** Opening Listed entries block **

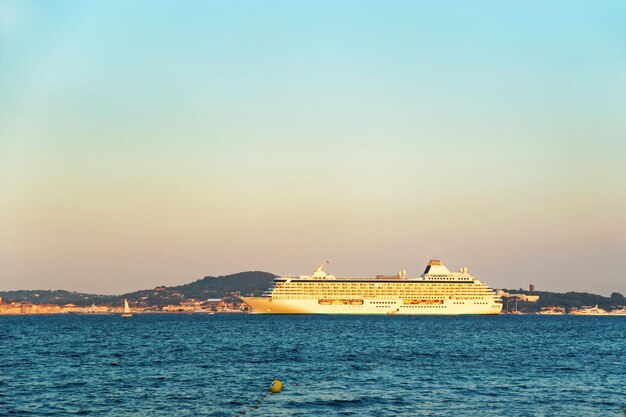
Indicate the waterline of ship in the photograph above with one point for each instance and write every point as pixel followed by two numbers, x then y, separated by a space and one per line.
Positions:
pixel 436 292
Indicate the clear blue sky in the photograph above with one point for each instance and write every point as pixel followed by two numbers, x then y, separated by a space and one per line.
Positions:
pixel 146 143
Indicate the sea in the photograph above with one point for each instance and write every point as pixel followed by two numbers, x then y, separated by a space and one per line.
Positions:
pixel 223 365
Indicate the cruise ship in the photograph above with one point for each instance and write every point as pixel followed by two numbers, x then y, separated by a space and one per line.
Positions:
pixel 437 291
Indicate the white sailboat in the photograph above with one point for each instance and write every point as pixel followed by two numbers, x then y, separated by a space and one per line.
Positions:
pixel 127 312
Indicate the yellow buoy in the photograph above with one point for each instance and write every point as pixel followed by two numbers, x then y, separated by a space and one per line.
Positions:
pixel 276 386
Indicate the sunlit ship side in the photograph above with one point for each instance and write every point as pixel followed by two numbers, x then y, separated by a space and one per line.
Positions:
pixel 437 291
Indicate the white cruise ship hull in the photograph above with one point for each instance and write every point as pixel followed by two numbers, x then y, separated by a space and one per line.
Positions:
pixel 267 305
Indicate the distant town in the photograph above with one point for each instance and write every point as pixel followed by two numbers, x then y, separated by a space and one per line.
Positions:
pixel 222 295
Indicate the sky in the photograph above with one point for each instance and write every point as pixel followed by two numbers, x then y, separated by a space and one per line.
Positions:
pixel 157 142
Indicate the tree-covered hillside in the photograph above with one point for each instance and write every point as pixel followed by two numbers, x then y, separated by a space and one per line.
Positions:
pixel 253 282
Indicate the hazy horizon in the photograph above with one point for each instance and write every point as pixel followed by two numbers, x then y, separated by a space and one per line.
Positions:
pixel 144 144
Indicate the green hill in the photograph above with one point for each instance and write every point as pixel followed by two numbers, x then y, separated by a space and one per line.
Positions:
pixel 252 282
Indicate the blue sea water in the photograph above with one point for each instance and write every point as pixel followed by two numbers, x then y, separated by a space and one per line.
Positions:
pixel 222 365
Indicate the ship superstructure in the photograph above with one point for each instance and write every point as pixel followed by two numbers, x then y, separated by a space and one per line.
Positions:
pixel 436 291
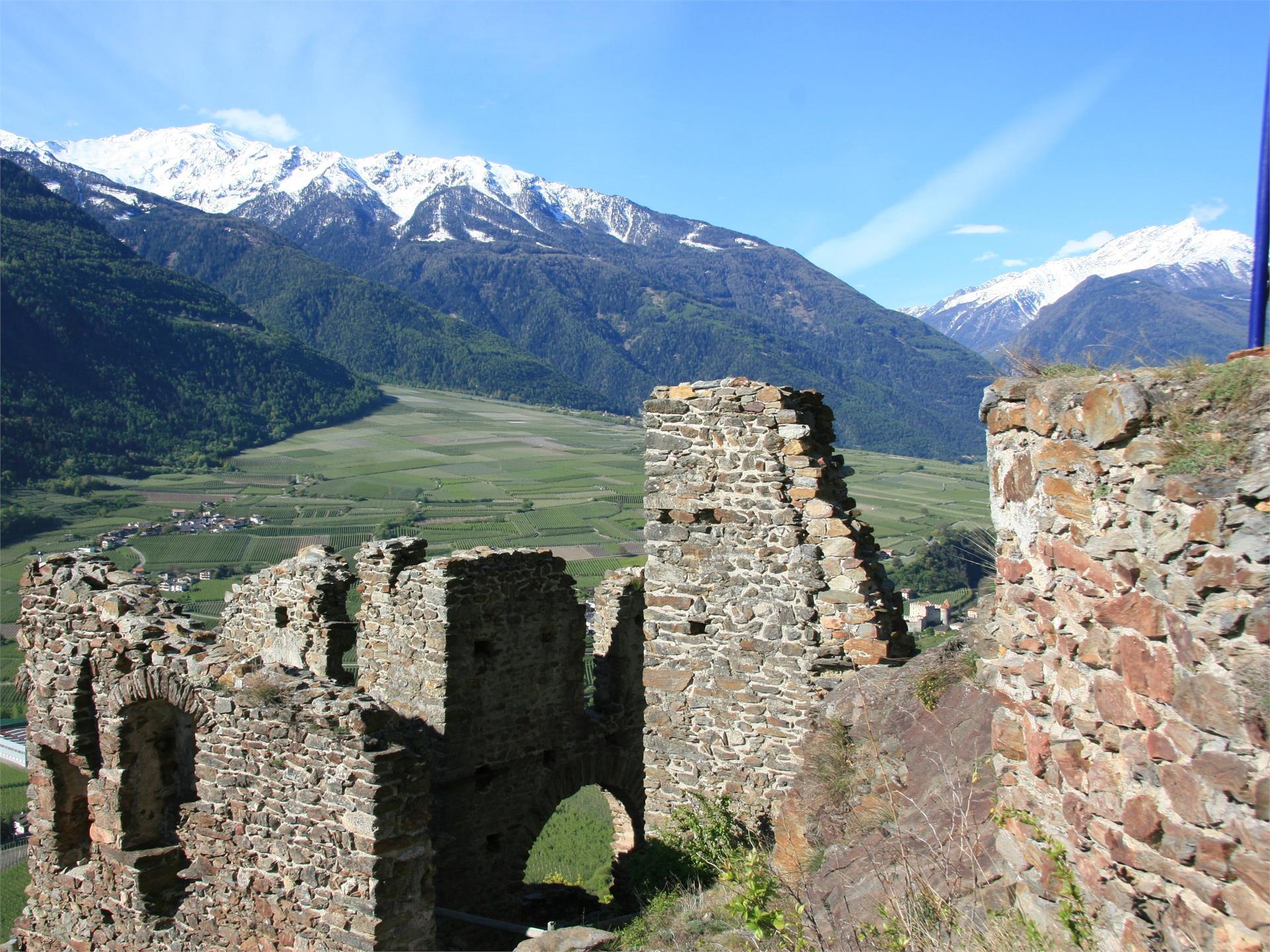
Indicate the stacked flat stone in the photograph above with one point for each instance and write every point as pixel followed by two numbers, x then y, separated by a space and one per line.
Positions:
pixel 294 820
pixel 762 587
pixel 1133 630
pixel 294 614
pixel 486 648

** Closing Listed entries block **
** Opening Listed entries block **

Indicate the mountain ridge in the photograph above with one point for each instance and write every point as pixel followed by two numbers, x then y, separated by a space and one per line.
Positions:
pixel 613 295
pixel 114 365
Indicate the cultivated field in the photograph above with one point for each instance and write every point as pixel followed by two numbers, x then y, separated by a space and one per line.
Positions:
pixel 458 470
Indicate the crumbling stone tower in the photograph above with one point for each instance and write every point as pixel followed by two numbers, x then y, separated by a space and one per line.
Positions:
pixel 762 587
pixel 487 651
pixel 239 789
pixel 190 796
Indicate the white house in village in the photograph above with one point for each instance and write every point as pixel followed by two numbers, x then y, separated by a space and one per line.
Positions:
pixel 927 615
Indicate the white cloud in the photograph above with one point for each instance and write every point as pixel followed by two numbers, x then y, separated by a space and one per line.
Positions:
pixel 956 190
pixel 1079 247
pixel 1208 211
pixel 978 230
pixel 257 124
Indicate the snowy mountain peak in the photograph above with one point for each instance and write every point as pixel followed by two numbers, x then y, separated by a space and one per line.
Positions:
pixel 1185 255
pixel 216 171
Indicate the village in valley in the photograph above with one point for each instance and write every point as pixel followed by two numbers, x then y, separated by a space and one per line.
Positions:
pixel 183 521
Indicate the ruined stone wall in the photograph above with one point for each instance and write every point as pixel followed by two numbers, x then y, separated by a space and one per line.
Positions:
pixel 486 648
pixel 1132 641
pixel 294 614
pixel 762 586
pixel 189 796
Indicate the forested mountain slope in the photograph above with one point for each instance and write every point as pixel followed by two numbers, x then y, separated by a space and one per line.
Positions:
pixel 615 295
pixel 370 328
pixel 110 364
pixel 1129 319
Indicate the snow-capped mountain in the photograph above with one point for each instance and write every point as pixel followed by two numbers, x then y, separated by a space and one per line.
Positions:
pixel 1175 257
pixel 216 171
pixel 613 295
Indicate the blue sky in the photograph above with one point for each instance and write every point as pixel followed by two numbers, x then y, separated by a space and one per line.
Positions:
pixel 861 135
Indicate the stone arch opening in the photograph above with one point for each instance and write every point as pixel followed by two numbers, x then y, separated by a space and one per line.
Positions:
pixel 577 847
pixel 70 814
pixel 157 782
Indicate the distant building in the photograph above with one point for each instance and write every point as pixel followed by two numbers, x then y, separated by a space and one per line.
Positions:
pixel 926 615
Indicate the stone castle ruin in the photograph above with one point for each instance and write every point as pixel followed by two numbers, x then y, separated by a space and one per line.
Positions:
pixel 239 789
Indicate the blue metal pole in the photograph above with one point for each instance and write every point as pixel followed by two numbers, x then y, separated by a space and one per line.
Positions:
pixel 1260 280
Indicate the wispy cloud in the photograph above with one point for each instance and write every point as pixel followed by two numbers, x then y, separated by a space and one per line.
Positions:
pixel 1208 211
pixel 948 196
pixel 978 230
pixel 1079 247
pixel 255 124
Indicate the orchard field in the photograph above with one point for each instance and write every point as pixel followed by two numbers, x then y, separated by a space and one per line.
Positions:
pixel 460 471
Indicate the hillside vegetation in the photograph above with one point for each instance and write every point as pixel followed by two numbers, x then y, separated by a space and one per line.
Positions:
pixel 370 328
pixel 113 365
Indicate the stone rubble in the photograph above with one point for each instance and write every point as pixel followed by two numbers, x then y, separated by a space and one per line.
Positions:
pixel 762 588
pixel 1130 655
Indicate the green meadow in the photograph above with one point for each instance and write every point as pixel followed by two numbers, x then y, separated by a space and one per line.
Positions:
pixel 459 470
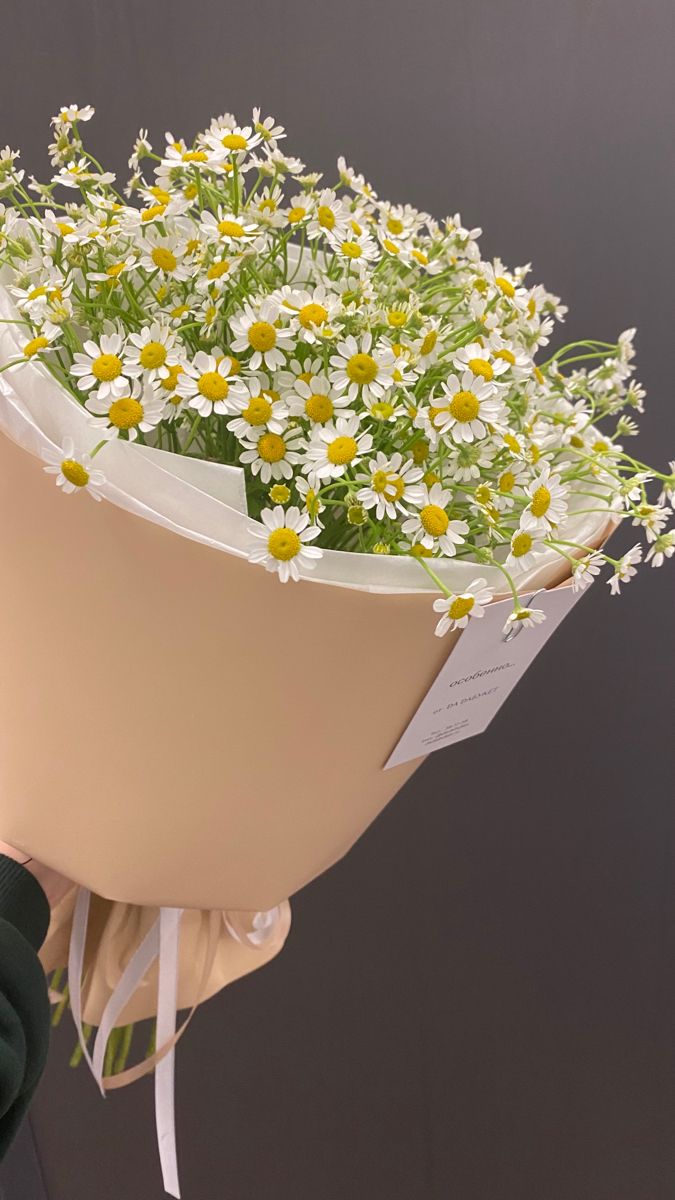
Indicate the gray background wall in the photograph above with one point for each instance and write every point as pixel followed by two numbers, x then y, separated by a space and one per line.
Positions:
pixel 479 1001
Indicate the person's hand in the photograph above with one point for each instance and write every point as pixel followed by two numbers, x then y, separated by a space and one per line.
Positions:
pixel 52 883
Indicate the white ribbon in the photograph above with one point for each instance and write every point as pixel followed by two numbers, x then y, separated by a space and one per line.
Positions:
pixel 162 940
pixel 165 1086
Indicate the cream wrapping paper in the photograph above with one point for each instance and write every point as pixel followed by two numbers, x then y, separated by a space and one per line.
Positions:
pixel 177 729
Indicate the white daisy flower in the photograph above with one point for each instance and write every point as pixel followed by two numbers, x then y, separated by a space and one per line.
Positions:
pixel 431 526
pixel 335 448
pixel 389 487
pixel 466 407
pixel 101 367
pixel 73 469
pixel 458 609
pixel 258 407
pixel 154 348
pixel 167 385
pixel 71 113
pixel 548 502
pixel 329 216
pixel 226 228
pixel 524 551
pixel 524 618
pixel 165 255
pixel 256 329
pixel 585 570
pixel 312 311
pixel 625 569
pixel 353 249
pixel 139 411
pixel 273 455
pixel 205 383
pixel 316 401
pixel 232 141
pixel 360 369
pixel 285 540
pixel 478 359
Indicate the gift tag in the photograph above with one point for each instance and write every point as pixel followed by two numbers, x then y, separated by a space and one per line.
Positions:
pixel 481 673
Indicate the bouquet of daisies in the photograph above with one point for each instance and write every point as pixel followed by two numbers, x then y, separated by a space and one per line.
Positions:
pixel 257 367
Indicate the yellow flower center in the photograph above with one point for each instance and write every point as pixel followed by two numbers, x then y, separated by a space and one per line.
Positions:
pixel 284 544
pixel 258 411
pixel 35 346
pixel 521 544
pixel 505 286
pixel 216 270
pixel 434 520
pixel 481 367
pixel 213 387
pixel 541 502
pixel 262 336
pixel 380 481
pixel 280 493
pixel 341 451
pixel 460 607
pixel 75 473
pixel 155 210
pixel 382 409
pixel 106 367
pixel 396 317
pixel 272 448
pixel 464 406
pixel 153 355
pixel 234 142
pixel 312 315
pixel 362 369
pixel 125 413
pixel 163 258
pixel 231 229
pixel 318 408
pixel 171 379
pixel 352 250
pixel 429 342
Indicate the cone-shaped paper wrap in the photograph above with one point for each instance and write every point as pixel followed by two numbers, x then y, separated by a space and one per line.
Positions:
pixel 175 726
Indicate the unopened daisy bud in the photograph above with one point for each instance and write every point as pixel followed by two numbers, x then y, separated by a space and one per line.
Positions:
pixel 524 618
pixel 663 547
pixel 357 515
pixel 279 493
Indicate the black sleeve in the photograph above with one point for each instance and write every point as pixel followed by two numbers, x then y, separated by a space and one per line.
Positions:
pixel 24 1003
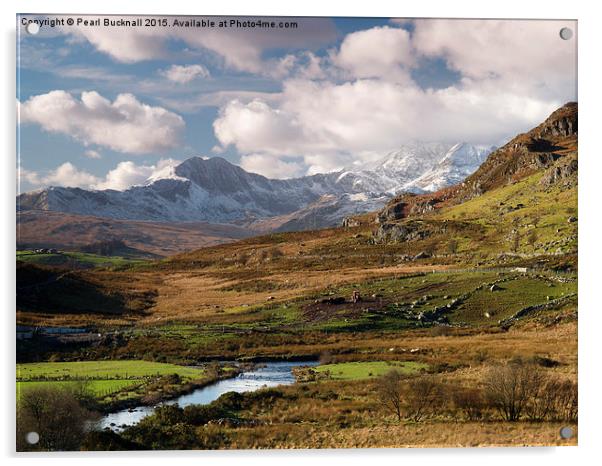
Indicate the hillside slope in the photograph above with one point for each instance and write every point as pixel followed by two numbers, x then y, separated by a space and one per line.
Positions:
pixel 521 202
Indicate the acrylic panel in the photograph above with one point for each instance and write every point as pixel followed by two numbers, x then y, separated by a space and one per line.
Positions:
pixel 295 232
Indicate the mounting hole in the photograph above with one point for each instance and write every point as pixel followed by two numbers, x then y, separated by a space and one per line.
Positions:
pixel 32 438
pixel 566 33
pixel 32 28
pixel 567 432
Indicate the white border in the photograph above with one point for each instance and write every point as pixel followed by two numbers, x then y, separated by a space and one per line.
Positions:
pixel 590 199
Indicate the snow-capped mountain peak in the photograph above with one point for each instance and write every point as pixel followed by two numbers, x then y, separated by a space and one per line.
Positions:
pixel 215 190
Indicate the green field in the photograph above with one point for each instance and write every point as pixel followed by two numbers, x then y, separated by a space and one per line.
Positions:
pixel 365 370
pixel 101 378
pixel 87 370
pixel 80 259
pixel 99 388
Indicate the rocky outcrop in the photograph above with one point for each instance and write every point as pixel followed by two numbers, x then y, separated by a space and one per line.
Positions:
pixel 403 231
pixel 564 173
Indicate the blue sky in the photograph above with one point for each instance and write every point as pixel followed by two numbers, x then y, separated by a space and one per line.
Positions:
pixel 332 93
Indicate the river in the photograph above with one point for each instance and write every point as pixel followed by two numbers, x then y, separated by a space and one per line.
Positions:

** Closing Listed entries block **
** Opening Listed entries block **

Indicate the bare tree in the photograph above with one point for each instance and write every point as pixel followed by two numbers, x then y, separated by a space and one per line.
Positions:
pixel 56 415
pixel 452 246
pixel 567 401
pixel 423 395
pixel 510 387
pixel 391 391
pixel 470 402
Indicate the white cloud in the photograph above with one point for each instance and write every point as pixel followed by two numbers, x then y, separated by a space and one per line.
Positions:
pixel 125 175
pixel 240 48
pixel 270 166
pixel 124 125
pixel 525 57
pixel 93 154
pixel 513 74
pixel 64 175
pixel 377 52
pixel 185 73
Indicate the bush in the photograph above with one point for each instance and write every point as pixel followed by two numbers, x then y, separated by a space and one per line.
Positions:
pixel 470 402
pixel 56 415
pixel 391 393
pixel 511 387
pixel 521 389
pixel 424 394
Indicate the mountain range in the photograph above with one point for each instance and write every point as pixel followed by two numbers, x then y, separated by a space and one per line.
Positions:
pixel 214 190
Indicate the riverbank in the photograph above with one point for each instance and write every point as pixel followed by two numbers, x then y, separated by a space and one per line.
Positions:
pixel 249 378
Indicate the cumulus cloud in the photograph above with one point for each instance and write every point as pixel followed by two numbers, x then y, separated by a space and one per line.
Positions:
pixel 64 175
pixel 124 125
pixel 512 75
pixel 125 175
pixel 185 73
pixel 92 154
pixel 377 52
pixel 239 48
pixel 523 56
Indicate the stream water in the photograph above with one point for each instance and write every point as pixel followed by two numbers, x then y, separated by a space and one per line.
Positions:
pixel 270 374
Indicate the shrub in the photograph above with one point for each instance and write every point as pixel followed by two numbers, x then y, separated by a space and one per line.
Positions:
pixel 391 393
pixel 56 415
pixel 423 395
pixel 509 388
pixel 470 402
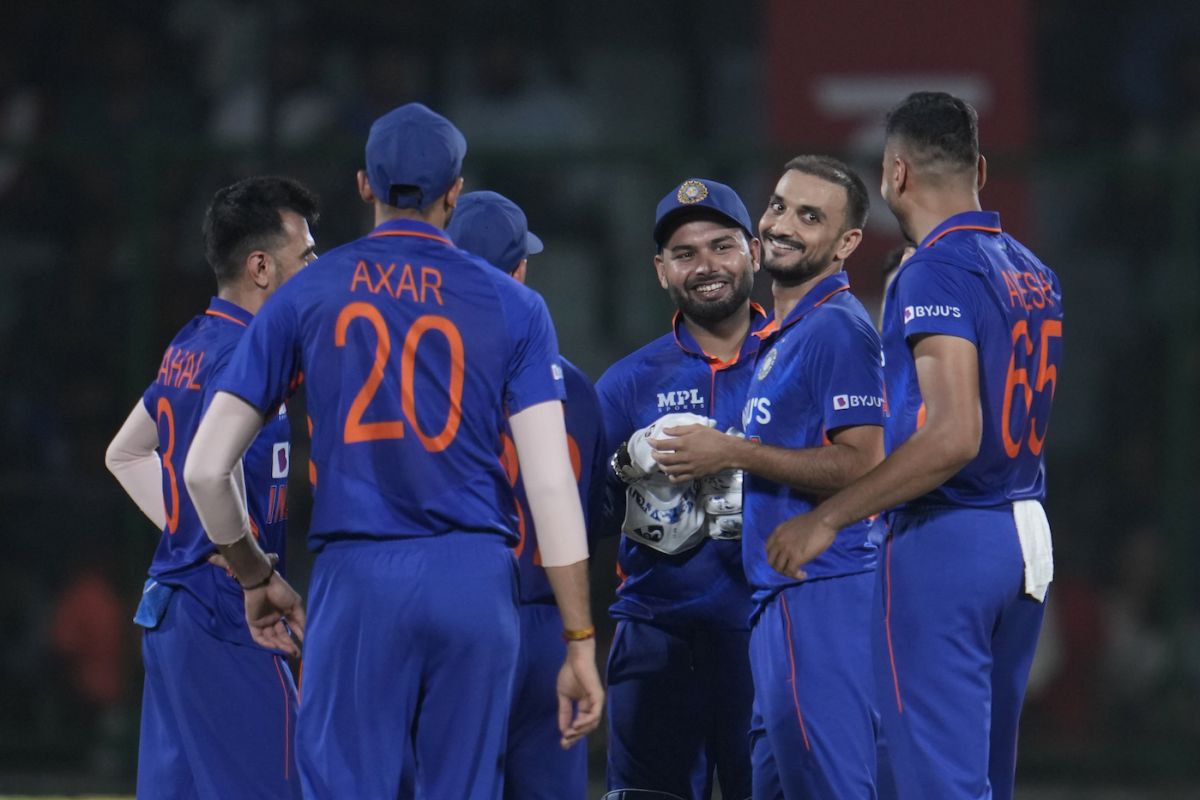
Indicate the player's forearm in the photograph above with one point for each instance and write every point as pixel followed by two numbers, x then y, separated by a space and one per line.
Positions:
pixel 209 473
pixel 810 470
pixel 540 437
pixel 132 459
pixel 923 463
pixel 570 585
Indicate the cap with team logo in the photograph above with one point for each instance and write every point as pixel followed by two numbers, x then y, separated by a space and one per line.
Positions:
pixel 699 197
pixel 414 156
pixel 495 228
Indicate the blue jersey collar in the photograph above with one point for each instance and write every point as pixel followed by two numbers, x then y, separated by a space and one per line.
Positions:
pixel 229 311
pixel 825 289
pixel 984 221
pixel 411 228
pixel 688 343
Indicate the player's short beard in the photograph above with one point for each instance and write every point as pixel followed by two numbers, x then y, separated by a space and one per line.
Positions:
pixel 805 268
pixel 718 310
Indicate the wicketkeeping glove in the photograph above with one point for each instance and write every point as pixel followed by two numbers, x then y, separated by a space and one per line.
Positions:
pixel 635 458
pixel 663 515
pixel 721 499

** Closing Listed entries block **

▶ _Task statement_: Provide a count of the lines in the data above that include the word "yellow", stating the number alone.

▶ _Written answer_: 2